INSTRUCTIONS FOR THE TASK »
Copy out again, unchanged, the line that contains "woman's lips -> box" and every line after it down to the last line of the data.

Collected data »
┄┄┄┄┄┄┄┄┄┄┄┄┄┄┄┄┄┄┄┄
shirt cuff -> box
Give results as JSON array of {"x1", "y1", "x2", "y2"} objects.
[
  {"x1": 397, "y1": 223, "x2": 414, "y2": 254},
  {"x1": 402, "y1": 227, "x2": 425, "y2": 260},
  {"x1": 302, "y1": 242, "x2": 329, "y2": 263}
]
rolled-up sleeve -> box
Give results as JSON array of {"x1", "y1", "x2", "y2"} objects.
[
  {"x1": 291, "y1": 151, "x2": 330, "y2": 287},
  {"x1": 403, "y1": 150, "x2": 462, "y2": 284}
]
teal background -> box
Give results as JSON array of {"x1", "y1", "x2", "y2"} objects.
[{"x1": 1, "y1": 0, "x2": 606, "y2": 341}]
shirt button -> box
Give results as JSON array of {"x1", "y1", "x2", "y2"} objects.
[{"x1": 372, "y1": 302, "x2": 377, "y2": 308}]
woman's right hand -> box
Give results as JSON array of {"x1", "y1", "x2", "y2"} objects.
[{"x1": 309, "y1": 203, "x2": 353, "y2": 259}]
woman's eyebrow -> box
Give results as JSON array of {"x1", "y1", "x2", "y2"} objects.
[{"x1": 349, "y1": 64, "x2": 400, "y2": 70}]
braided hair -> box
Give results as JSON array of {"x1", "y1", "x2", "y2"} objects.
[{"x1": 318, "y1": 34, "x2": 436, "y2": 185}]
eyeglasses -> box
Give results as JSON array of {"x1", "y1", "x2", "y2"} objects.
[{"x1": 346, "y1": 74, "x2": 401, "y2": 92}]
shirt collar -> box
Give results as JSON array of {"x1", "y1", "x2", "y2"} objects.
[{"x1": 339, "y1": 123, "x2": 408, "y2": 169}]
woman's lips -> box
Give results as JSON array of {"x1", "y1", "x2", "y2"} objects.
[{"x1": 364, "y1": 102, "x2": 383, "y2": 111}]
┄┄┄┄┄┄┄┄┄┄┄┄┄┄┄┄┄┄┄┄
SOLUTION TO THE EXERCISE »
woman's lips -> box
Give results as JSON array of {"x1", "y1", "x2", "y2"} objects.
[{"x1": 364, "y1": 102, "x2": 383, "y2": 111}]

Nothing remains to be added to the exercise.